(What to work on): Could you say how many lines in the records include "woman"? Please give the number by itself.

(Stored items from a collection):
----
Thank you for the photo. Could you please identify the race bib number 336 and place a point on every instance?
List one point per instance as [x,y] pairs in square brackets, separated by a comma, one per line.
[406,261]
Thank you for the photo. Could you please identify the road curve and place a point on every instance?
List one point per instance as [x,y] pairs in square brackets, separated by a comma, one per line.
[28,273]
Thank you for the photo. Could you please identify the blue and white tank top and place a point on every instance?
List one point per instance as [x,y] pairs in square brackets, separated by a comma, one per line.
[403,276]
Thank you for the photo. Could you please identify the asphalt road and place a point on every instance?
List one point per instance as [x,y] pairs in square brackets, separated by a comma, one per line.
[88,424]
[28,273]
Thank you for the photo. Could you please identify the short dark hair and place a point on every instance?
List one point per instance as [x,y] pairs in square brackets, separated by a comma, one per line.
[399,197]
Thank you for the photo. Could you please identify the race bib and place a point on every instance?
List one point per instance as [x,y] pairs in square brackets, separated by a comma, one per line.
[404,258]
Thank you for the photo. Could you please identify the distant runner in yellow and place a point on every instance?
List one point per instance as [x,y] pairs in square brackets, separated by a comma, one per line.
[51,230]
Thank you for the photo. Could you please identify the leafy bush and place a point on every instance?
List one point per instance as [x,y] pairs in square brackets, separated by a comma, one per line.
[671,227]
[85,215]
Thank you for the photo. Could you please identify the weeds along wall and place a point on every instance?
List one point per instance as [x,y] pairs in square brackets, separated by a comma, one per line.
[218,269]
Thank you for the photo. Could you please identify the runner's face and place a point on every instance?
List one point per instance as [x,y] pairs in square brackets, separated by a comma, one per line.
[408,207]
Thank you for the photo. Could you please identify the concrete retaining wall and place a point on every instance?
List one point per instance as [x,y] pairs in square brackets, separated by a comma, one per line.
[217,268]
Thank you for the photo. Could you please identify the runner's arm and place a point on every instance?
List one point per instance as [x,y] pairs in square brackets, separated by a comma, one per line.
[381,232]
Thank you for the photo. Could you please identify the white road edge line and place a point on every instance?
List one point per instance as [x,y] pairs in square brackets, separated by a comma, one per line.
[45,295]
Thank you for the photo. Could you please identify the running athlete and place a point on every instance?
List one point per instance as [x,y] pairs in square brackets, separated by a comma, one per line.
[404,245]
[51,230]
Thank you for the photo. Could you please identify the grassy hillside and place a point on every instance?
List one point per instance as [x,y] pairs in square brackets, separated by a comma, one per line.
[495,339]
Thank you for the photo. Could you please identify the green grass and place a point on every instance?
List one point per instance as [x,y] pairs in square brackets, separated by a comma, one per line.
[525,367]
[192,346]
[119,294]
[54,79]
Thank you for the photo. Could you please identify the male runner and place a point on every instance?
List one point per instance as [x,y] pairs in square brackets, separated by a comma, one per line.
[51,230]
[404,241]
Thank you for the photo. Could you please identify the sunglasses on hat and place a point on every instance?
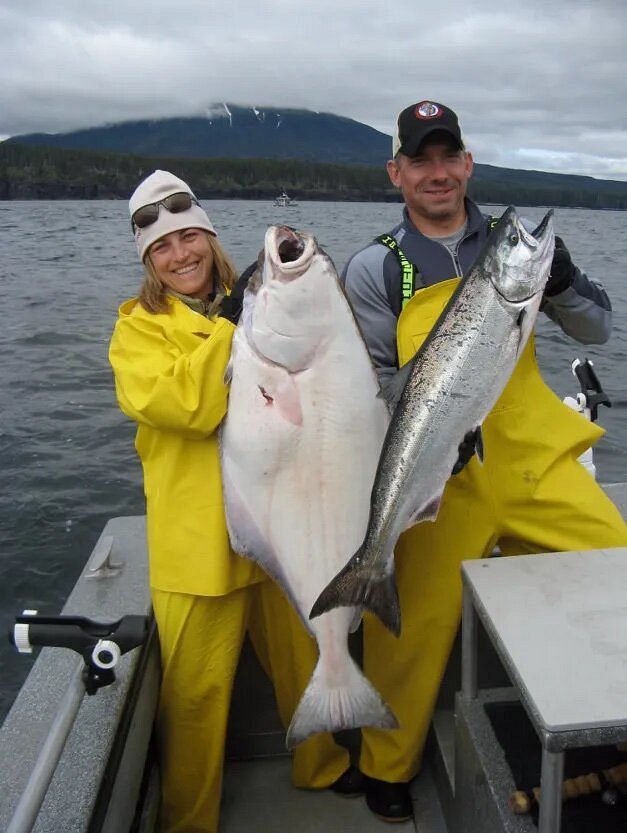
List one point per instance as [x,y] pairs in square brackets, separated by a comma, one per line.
[175,203]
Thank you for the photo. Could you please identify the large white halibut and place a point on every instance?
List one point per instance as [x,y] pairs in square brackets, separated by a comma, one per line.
[300,446]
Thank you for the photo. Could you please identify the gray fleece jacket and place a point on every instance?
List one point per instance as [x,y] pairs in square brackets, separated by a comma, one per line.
[372,279]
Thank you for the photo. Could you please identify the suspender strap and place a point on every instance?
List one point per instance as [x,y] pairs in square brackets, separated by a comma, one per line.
[410,276]
[411,279]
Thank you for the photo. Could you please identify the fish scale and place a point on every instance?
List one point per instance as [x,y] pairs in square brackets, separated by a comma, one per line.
[445,391]
[299,449]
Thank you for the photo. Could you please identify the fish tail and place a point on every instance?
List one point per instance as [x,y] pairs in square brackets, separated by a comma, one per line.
[354,586]
[325,708]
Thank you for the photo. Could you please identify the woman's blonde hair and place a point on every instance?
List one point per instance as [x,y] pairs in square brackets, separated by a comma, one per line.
[153,292]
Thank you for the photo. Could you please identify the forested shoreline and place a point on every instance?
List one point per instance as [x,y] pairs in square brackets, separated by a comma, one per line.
[28,172]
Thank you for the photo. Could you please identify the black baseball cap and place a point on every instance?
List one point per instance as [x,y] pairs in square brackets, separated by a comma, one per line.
[417,121]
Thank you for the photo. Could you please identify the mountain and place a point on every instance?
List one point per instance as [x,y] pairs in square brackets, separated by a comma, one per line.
[252,152]
[232,132]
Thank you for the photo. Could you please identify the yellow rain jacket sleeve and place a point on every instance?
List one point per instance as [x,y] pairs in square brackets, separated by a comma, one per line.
[169,378]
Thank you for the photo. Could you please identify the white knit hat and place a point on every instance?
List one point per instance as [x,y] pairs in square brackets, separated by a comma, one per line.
[156,187]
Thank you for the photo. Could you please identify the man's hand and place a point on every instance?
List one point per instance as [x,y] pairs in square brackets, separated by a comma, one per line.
[231,305]
[562,270]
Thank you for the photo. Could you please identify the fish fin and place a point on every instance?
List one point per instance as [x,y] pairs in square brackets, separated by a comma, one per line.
[525,325]
[325,708]
[228,373]
[428,512]
[355,586]
[479,444]
[286,397]
[356,620]
[471,444]
[392,389]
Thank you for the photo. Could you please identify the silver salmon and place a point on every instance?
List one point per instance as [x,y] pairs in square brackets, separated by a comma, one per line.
[444,392]
[299,451]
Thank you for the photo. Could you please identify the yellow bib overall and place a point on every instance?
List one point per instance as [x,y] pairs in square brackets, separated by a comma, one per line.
[529,495]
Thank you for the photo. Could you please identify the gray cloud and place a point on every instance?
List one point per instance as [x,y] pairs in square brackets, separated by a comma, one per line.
[536,86]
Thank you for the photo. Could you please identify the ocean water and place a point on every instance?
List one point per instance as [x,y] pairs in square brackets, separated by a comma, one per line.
[66,452]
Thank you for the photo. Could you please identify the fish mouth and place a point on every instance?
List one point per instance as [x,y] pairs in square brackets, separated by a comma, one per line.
[522,258]
[288,251]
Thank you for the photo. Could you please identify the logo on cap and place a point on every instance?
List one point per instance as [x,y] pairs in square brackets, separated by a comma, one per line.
[427,110]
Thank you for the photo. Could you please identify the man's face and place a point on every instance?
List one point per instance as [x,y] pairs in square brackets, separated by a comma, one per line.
[434,182]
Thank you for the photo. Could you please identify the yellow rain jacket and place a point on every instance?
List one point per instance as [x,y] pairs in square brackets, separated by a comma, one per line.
[169,378]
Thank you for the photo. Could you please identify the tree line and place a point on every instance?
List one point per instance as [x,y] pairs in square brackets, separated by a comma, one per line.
[28,172]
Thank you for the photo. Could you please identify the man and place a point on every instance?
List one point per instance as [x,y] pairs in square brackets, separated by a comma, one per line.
[530,494]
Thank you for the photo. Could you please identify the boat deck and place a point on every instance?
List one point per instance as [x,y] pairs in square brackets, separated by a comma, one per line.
[258,794]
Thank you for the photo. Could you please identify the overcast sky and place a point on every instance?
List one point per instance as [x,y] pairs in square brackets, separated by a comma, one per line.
[542,84]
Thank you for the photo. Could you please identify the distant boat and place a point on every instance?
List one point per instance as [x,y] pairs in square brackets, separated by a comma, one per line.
[283,200]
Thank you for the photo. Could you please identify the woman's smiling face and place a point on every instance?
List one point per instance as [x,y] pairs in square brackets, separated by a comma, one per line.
[183,261]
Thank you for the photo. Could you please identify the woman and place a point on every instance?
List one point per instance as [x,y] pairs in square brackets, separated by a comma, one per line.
[169,351]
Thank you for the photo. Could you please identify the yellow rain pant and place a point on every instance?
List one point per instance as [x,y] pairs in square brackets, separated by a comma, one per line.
[531,495]
[201,639]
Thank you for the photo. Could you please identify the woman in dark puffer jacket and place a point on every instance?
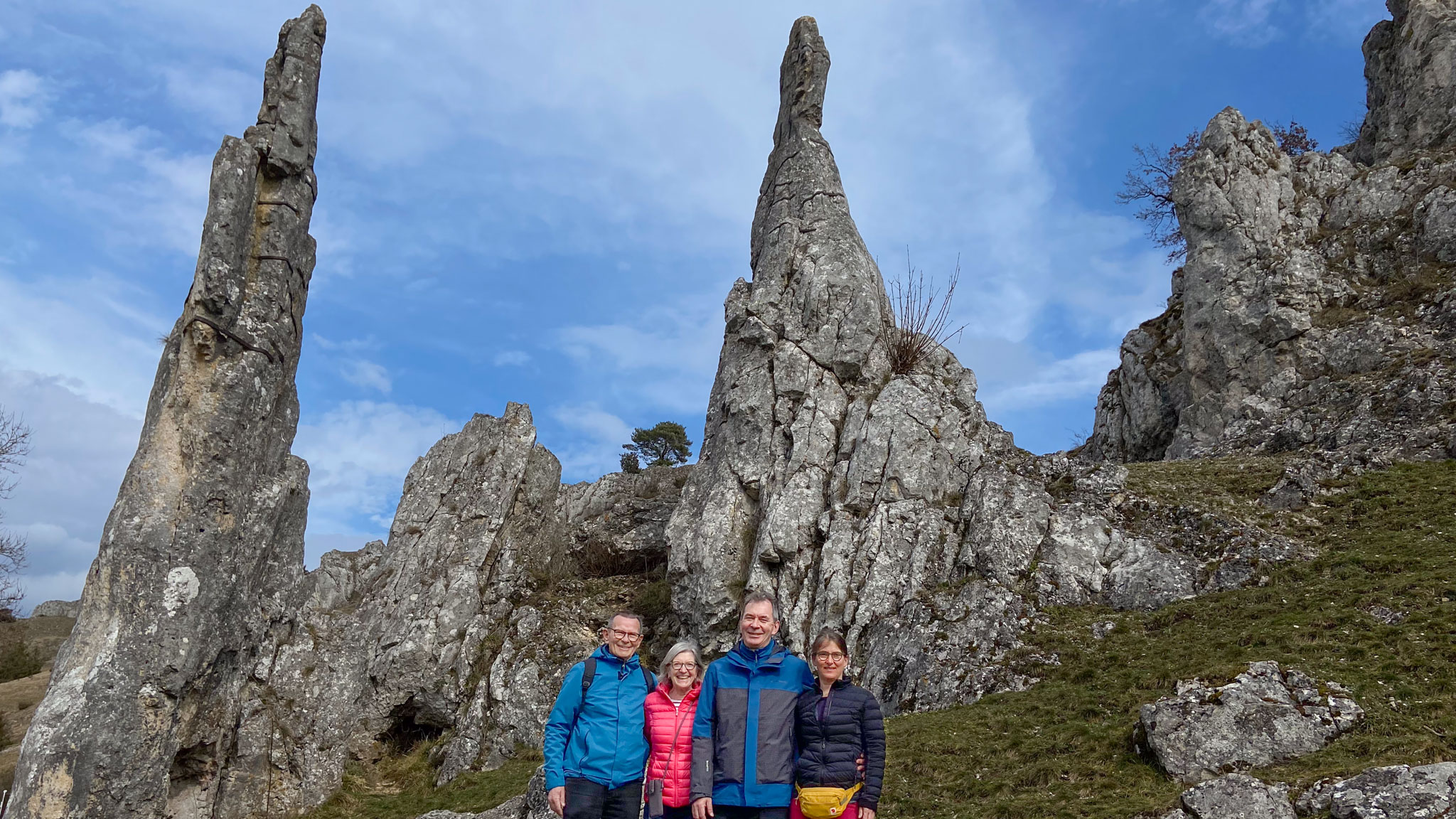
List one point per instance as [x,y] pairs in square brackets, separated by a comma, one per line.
----
(Output of the task): 4